The wholly owned subsidiary of Reliance Industries, Reliance Strategic Business Ventures, has acquired 2.28 crore equity shares of Strand Life Sciences for Rs 393 crore. A further investment of up to Rs 160 crore is expected to be completed by March 2023. The total investment will translate into 80.3% of equity share capital in Strand on a fully diluted basis.
Coal India has launched a software that will help in identifying thin coal seams under the earth’s crust and improve the assessment of resources of fossil fuel using seismic surveys during the exploration process.
Dr Reddy’s Laboratories has inked a pact with US-based Citius Pharmaceuticals to sell its rights to an anti-cancer agent.
NTPC will seek shareholders’ approval to raise Rs 18,000 crore through the issuance of bonds or debentures in its annual general meeting on September 28.
Power Grid Corporation has started work to set up the first electric vehicle charging station in Meghalaya.
Jindal Steel and Power expects to conclude the deal to sell its 96.42 percent stake in its arm Jindal Power for Rs 7,401 crore to a promoters-owned firm Worldone by this year end.
The Reserve Bank has accorded approval to Jammu & Kashmir government to acquire over 16.76 crore shares in J&K Bank on a preferential basis.
India’s largest gas importer Petronet LNG plans to set up a petrochemical complex at Dahej in Gujarat as it looks to make a foray into high margin business to hedge gas trading risks.
LIC has picked up nearly 4 percent equity shares of Bank of India through an open market transaction a day earlier.
The domestic telecom gear maker HFCL has received its board’s consent to raise up to Rs 750 crore through equity, bonds, debentures or any other securities after approval from shareholders and relevant authorities.
What to expect today?
Friday, NIFTY continued the rally, crossed 17,300, and closed 0.5% higher at 17,323. The up move was powered by Reliance which moved 4% up. You can read all about Friday’s market movements here.

________________________

• **Work request 1**
In the market news roundup, how much did Reliance Strategic Business Ventures pay for the 2.28 crore equity shares of Strand Life Sciences?
• **Work request 2**
Write the next part of the market news roundup, starting after its final sentence.

Data records:
________________________

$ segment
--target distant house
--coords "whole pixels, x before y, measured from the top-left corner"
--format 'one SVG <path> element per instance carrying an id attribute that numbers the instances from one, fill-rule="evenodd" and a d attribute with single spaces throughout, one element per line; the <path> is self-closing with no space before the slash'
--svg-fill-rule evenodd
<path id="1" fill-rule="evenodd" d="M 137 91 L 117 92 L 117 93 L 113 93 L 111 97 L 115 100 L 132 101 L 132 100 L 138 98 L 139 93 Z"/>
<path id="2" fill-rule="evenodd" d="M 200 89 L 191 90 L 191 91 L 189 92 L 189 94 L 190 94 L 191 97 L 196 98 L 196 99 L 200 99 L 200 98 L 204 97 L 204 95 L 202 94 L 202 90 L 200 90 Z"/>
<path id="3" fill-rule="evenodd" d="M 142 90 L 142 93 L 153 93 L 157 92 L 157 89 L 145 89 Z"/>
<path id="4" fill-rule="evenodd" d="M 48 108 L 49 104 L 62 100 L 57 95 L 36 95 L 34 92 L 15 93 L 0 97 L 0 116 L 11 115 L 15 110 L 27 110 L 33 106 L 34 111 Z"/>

________________________

• **Expected answer 1**
Rs 393 crore.

• **Expected answer 2**
BANK NIFTY broke 37,000 with ease in the first few minutes itself but could not sustain and moved down throughout the day to close 0.19% down to close at 36,761.
AUTO, METAL, MEDIA and REALTY moved up 1% on Friday. But it was RELIANCE which powered the rally in NIFTY.
The Western markets did not make much movement on Friday. The European markets closed slightly in the red. The U.S. markets closed mixed, without making large moves.
The jobs data in the US came out negatively but the overall unemployment rate in the US has fallen drastically which is a positive thing. Anyways, it looked like the market did not take these numbers seriously.
Asian markets are mostly up, led by Japan which is 1.75% up. The European futures and the U.S. futures are slightly down.
SGX NIFTY is trading higher at 17,390 indicating a gap-up opening in the Indian market.
Like I wrote last Monday, let’s see if the gap up is sustained or not. There are high chances that the gap up will be sold into and NIFTY tests previous day’s high/close and price action around that point will determine where NIFTY will go. If the gap up is sustained and NIFTY moves further up, then we might witness another large rally in NIFTY.
Supports for NIFTY are at 17,200, 17,150 and 17,080. The next pivot point resistance is only at 17,580 for Nifty. We can expect 17,400 and 17,500 to act as resistances.
The supports for BANK NIFTY are at 36,500, 36,300 and 36,000. Resistances exist at 37,000, 37,200 and 37,500.
Foreign institutional investors (FIIs) once again net bought worth Rs 768 crores, and domestic institutional investors (DIIs) also net bought shares worth Rs 668 crores in the Indian market.
Last week’s moves in HDFC Bank and Kotak Mahindra Bank are expected to continue. Reliance also gave a rally above the level we discussed last week and will need to be watched today as well.
Most of the market participants are waiting for profit booking to kick in but NIFTY is only going up. A healthy rally usually has corrections and falls along the way. The only question is will NIFTY touch 17,500 before the fall!